_Passage to read_.
4/29/2020

Online Teaching


Online learning has been a way of life for me for quite sometime now. My library is the cyberspace. Much of the new things and information I know today came from the Net.

But online teaching?

This is something new that came with the Covid-19 pandemic. Classes cannot be stopped. But despite training from techie son #1 and IT in the university where I teach, I remain technologically challenged. For how long? Oh, maybe another 20 years. And that’s an educated guess.

There are just too many dizzying apps with too many varied icons to click—not necessarily in succession. You just need to continually risk making mistakes. And then there’s the intermittent power or Internet connection. Suddenly, your screen goes black. Suddenly, you don’t hear your audience’s voices anymore. Suddenly, your slides grow big and small like a yoyo. Suddenly, you need to go to another app. Suddenly, oh, gazillions of surprises! 

 Now, if this is where teaching is going, I think I need to consider a four-letter word—quit.

Yet, that’s a dilemma. I remember distinctly what Douglas MacArthur once wrote or said somewhere, “Age wrinkles the body. Quitting wrinkles the soul.

Body wrinkles I already have. But wrinkles of the soul?!

Please excuse me while I sing an old hymn:

Grace, grace, God’s grace,
Grace that will pardon and cleanse within;
Grace, grace, God’s grace,
Grace that is greater than all our sin!

_Data listing_.
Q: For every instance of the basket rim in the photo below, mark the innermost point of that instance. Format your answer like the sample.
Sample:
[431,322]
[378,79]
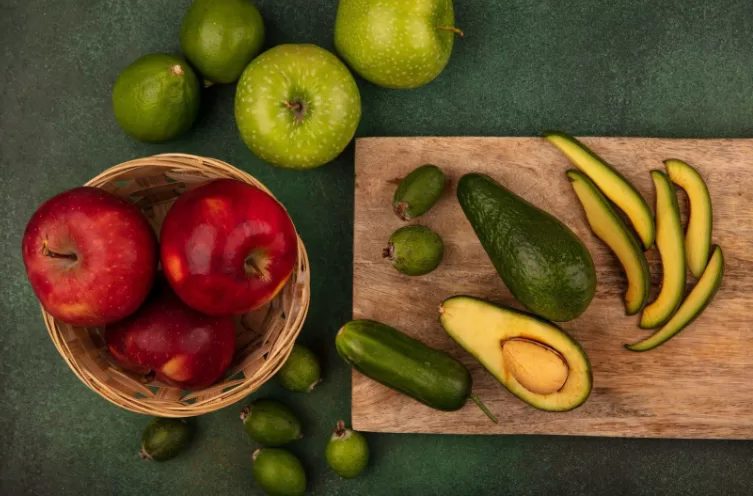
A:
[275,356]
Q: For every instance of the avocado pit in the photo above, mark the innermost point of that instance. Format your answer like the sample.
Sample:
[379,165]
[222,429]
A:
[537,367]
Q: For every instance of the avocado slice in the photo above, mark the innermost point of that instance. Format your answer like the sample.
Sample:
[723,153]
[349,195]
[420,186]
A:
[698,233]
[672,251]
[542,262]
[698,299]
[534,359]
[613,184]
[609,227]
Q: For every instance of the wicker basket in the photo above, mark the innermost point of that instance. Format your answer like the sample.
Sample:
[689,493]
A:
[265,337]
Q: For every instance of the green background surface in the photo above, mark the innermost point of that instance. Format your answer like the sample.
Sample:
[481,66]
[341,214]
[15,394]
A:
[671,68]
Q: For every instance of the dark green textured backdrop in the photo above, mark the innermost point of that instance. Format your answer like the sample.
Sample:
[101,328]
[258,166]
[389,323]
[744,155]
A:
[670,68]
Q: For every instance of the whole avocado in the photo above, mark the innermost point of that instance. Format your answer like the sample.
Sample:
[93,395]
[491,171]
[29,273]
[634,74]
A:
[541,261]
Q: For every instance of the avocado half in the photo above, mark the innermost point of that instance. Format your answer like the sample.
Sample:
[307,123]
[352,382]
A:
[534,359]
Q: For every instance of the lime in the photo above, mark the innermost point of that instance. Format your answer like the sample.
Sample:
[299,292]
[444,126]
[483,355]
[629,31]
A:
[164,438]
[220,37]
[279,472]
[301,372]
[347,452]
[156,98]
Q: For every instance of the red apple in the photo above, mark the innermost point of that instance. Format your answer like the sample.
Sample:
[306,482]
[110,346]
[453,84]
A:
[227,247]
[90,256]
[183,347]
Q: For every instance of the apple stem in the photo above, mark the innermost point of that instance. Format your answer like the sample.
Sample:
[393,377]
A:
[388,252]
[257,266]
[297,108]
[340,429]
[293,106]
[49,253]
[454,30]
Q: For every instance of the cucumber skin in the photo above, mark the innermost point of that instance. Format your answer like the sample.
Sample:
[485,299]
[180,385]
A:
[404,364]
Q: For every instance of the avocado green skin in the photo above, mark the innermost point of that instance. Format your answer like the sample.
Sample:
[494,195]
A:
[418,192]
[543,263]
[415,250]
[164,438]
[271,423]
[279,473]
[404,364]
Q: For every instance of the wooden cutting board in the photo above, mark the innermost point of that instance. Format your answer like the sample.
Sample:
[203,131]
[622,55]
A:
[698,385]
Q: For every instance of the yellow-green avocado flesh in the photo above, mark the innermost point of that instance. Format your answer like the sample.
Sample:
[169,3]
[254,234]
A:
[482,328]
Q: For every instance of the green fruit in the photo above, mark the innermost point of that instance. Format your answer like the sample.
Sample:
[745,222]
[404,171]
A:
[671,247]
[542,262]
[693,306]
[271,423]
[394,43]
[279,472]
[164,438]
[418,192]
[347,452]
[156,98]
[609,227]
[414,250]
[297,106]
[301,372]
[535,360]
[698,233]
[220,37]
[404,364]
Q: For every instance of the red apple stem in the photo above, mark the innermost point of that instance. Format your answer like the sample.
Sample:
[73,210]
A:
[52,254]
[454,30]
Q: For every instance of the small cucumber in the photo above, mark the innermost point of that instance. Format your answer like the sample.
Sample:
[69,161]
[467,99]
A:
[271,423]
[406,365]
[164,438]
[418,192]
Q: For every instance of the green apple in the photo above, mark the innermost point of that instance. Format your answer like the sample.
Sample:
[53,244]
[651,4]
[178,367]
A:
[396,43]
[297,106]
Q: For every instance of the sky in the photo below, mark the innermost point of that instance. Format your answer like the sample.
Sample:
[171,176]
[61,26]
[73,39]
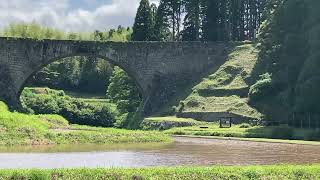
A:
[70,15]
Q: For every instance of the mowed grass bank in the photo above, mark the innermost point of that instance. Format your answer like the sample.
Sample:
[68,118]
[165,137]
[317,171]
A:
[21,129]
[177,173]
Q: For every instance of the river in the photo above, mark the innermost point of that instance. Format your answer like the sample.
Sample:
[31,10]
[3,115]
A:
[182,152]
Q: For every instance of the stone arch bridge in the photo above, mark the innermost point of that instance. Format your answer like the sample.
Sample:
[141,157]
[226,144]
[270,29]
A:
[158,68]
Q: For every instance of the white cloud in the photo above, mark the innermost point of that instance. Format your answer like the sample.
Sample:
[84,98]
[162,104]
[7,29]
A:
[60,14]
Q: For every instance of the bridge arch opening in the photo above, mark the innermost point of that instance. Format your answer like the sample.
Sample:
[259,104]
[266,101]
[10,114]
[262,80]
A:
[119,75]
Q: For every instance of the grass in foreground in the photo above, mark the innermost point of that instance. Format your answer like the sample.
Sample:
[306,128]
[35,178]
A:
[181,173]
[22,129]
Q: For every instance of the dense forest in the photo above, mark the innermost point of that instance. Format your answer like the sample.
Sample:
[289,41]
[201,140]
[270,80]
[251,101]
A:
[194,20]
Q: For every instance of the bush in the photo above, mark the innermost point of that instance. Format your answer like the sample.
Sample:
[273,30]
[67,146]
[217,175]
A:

_Work instructions_.
1 - Rewrite everything from "There are just" down to "of the soul?!" in the online teaching piece, swapping "screen" for "monitor".
2 - In the online teaching piece, whom does the writer remember saying that quitting wrinkles the soul?

_Expected results_.
1 -
There are just too many dizzying apps with too many varied icons to click—not necessarily in succession. You just need to continually risk making mistakes. And then there’s the intermittent power or Internet connection. Suddenly, your monitor goes black. Suddenly, you don’t hear your audience’s voices anymore. Suddenly, your slides grow big and small like a yoyo. Suddenly, you need to go to another app. Suddenly, oh, gazillions of surprises! 

 Now, if this is where teaching is going, I think I need to consider a four-letter word—quit.

Yet, that’s a dilemma. I remember distinctly what Douglas MacArthur once wrote or said somewhere, “Age wrinkles the body. Quitting wrinkles the soul.

Body wrinkles I already have. But wrinkles of the soul?!

2 - Douglas MacArthur